━━ THE INPUT ━━

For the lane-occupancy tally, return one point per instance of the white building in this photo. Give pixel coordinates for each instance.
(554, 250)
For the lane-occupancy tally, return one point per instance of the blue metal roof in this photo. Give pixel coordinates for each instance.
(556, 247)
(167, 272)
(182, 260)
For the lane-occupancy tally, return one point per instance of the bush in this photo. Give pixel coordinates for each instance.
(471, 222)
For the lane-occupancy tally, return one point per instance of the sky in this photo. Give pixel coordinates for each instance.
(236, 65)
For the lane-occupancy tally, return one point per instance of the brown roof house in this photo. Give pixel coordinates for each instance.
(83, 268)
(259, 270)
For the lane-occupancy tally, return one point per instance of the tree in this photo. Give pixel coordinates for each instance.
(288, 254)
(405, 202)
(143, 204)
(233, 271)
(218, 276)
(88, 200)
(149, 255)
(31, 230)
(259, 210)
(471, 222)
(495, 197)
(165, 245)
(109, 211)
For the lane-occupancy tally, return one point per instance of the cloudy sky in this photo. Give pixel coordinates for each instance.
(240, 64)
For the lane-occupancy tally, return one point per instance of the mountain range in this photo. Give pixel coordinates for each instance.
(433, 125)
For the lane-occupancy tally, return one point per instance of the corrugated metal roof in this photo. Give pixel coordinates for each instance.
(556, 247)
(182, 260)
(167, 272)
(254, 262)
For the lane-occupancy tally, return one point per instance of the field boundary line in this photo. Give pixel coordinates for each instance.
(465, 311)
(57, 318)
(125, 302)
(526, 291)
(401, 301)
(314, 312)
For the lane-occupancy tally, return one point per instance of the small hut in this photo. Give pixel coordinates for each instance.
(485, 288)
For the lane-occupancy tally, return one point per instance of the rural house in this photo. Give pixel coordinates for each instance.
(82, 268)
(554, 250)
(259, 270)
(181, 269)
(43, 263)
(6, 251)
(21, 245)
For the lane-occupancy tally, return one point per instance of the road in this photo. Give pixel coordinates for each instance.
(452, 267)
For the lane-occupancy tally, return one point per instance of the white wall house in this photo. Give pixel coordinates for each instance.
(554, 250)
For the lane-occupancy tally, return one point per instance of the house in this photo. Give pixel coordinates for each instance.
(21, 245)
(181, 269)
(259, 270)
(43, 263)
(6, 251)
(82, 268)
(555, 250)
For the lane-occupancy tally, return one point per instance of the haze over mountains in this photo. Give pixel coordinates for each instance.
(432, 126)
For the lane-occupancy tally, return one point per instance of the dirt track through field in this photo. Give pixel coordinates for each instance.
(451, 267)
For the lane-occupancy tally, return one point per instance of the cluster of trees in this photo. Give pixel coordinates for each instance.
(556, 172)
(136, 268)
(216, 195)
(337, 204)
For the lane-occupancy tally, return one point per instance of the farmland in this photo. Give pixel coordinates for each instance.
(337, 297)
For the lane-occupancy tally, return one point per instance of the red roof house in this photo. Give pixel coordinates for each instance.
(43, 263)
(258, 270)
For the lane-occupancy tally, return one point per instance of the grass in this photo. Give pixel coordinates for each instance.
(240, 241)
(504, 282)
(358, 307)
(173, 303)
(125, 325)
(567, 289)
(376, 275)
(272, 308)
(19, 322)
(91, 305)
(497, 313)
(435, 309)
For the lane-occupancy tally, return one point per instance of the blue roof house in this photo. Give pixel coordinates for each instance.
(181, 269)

━━━

* _ACTIVITY_:
Return every entry exactly.

* _TASK ANSWER_:
For the lane-occupancy tally, return one point per instance of the white building in this photo. Give pixel coordinates for each instance.
(554, 250)
For the lane-occupancy tally, return one point per instance of the blue metal roof in this photo. Give pixel coordinates for each instance.
(556, 247)
(167, 272)
(182, 260)
For the lane-occupancy tally, return one point per instance of the bush in this photo. Give pixel coordinates for each instance.
(471, 222)
For the lane-occupancy tally, return one point per instance of the sky in this photo. Give pixel coordinates for each instance.
(236, 65)
For the lane-occupancy tally, return one point per instance of the brown roof house in this photo. Give pixel coordinates for each instance.
(83, 268)
(259, 270)
For the lane-occupancy tally, return one point per instance of the tree in this photo. Give pixel coordinates for each instance.
(288, 254)
(405, 202)
(143, 204)
(233, 271)
(218, 276)
(88, 200)
(149, 255)
(31, 230)
(259, 210)
(471, 222)
(495, 197)
(165, 245)
(109, 211)
For the lane-occupancy tally, return one point per instance of the cloudy sky in this photo. Give pixel coordinates for each instance.
(240, 64)
For the lane-occupancy tally, return one point per instance of the mountain range in this photo. Give pixel coordinates for each instance.
(433, 125)
For the lane-occupancy tally, return one point per instance of the corrugated metal roof in this photo. Give pixel coordinates for each instance.
(556, 247)
(182, 260)
(167, 272)
(254, 262)
For the lane-occupancy tally, return one point per instance of the field boundary line in this photo. Give pixel coordinates for each instance.
(465, 311)
(57, 318)
(125, 302)
(526, 291)
(401, 301)
(314, 312)
For the lane-occupancy tally, return one point per instance of the small hut in this photo. Give pixel coordinates for each instance.
(485, 288)
For the lane-occupancy tally, return one point per instance of the rural house in this photo. Give pixel coordinates for each instance.
(82, 268)
(554, 250)
(259, 270)
(181, 269)
(43, 263)
(6, 251)
(21, 245)
For the lane-occupancy tally, return one point per instance of the road in this photo. Give pixel coordinates for each instance.
(452, 267)
For the lane-occupancy tally, return one point per instance of the white wall house in this photo. Give pixel coordinates for each instance.
(554, 250)
For the lane-occupancy tally, return one point per instance of the house in this photo. Give pixel coordinates for each instance.
(21, 245)
(181, 269)
(259, 270)
(43, 263)
(6, 251)
(82, 268)
(555, 250)
For the lane-occupancy tally, return one point per instance of the haze over mountains in this photo. Give pixel coordinates for each instance.
(432, 126)
For the lane-occupancy tally, return one point per instance of the dirt track through field in this photo. Give pixel coordinates for each instance.
(451, 267)
For the lane-occupancy tally, return one point per instance of the cluster of trees in this photo. Give pixel coordinates for each instance.
(556, 172)
(136, 268)
(216, 195)
(337, 204)
For the lane-occupancy tally, return one point per instance of the farmland in this photo. Give pixel coordinates for each instance.
(337, 297)
For the lane-occupancy tally, return one point per instance of the red roof house in this photo. Give pixel coordinates for each instance.
(43, 263)
(258, 270)
For the lane-occupancy tally, return one point per instance of the grass in this photo. Give pixel coordinates for each instance.
(240, 241)
(504, 282)
(358, 307)
(173, 303)
(125, 325)
(567, 289)
(376, 275)
(272, 308)
(19, 322)
(91, 305)
(497, 313)
(435, 309)
For the lane-occupancy tally, return one point per instance of the blue roof house in this photo. Give pixel coordinates for each instance.
(181, 269)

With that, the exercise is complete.